*Teks yang Diberikan:*
::::
Nampaknya pasar juga melihat konflik Rusia-Ukraina tidak akan berdampak panjang. Jika dilihat dari harga minyak per 24 Februari 2022, tren masih mengalami backwardation. Harga spot sebesar US$ 99,29 dengan harga future menurun dari US$ 98,57 untuk April 2022 hingga US$ 84,18 untuk November 2022. Meskipun, harga future tersebut meningkat dibandingkan 14 Februari 2022 ketika konflik masih belum bereskalasi yaitu US$ 92,94 untuk bulan April 2022 hingga US$ 84,18 untuk November 2022 dan harga spot jauh di kisaran US$ 101,6 karena sentimen pasar atas konflik. Rentang harga tersebut juga menunjukkan bahwa saat ini tekanan dari sisi permintaan minyak cukup tinggi, namun peningkatan harga ke kisaran US$ 100 lebih disebabkan oleh konflik.
::::
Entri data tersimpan
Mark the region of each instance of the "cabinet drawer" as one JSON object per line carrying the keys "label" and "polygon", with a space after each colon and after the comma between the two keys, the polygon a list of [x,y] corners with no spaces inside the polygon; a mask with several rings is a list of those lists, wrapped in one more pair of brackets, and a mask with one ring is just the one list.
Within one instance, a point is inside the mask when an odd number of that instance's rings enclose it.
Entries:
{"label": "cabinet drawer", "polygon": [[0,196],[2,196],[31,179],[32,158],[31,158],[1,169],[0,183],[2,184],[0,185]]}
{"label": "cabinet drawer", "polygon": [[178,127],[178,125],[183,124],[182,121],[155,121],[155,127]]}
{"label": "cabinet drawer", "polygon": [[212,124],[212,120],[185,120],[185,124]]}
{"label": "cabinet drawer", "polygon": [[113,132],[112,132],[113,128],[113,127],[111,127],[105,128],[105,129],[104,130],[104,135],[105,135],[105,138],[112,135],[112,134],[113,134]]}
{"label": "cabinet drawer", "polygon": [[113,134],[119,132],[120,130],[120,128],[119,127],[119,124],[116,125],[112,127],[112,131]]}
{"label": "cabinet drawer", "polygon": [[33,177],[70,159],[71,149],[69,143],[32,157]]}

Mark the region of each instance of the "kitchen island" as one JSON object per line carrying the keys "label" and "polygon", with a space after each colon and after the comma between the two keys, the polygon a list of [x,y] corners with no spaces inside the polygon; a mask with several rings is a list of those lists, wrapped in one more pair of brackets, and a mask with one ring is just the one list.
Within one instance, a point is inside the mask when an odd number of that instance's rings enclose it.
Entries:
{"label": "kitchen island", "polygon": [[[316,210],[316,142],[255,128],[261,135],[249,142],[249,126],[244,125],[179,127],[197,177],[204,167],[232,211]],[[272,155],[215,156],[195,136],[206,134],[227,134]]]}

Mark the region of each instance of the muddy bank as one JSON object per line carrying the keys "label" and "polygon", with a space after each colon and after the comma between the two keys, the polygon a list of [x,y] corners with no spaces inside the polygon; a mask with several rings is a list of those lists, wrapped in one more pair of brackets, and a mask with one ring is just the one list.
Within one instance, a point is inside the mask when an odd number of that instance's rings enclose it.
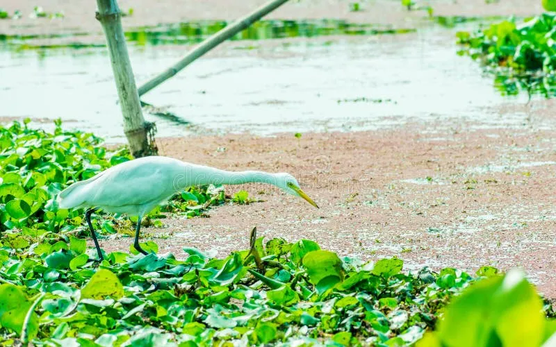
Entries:
{"label": "muddy bank", "polygon": [[[288,171],[320,206],[264,185],[247,189],[248,205],[225,205],[210,218],[163,220],[145,229],[161,253],[183,246],[224,256],[248,244],[257,226],[266,239],[318,241],[363,260],[398,256],[407,268],[482,265],[524,268],[556,297],[556,131],[553,103],[520,127],[417,124],[351,133],[251,135],[161,139],[162,153],[230,170]],[[548,124],[550,124],[546,126]],[[101,242],[107,251],[131,239]]]}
::::
Berdasarkan teks tentang harga minyak, apa yang menunjukkan bahwa pasar melihat konflik Rusia-Ukraina tidak akan berdampak panjang? Jelaskan dalam satu sampai tiga kalimat. Materi tersebut tidak digunakan di sini.

Hal itu terlihat dari harga minyak per 24 Februari 2022 yang trennya masih mengalami backwardation. Harga spot berada di US$ 99,29, sedangkan harga future menurun dari US$ 98,57 untuk April 2022 hingga US$ 84,18 untuk November 2022.